ASSIGNED TASK:
Answer these questions about the Beautiful Soup forum post below:
(a) What does the poster say is missing completely from the Beautiful Soup results?
(b) Which two HTML parsers did the poster try?
(c) What id does the code pass to find for the div?

0

I'm trying to gather some data from a table on a web page with Python and Beautiful Soup. When I make a selection from the page, however, I'm getting different results than I get in the browser. Specifically, the tables are missing completely. Here's a screenshot of the table in the inspector of Firefox dev tools:

Screenshot of web page and inspector

And here's the output that I get from Beautiful Soup:

Screenshot of IDE with output

I've tried using urllib instead of requests, and I've tried using different HTML parsers, (html.parser and lxml). All give the same results. Any advice on what might be happening here and how I might get around it to access the data from the table?

import requests
from bs4 import BeautifulSoup
import pandas
import tabula
import html5lib

knox = requests.get("https://covid.knoxcountytn.gov/case-count.html")
knox_soup = BeautifulSoup(knox.text, 'html5lib')
knox_confirmed = knox_soup.find('div', id='covid_cases').prettify()

print(knox_confirmed)

DATASET ENTRIES:
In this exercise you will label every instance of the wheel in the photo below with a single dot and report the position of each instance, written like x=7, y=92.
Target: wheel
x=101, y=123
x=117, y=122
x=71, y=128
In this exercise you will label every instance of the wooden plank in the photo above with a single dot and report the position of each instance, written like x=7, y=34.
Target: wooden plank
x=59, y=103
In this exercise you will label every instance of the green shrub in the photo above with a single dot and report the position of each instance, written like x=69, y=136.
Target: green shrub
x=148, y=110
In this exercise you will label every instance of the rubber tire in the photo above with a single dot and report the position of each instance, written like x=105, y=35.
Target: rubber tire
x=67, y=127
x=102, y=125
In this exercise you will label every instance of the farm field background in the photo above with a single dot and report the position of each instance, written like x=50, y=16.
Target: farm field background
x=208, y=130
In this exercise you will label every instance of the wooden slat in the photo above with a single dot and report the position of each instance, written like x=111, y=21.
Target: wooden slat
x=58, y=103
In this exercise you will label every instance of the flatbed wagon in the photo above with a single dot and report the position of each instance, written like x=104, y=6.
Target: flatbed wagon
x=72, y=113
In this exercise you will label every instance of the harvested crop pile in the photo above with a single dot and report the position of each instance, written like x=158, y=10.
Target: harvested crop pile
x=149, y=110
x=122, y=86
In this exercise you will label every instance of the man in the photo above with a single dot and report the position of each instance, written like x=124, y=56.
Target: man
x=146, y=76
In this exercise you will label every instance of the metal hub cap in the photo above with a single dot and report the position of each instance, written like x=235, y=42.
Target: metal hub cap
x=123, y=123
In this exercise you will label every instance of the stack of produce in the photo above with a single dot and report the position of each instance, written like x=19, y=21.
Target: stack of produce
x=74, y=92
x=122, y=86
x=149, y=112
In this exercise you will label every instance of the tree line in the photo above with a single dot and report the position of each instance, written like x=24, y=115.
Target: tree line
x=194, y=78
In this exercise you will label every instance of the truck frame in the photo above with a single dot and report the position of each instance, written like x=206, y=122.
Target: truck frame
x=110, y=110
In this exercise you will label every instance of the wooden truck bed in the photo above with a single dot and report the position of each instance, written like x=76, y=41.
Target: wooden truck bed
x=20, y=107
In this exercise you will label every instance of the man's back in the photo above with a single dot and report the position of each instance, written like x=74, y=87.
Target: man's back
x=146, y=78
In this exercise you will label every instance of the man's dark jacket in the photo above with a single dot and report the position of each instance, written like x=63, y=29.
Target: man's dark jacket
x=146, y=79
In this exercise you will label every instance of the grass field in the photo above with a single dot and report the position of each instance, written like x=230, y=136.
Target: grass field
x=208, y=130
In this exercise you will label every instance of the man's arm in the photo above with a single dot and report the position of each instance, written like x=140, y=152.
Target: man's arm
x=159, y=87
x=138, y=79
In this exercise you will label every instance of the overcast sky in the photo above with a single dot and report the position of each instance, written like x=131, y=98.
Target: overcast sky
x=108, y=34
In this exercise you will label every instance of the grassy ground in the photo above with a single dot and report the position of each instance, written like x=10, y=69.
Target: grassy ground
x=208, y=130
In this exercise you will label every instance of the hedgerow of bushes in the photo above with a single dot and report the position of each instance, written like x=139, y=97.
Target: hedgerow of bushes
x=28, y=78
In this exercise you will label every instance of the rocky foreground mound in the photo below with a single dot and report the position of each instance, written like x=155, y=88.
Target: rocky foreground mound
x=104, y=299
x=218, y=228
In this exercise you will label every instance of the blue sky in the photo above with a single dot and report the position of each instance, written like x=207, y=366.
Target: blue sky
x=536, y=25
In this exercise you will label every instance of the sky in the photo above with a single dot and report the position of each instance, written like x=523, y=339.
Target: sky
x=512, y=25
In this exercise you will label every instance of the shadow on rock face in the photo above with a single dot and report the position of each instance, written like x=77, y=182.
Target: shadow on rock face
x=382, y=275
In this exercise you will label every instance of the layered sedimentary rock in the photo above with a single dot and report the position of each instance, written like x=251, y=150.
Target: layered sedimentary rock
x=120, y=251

TASK OUTPUT:
(a) The tables.
(b) html.parser and lxml.
(c) covid_cases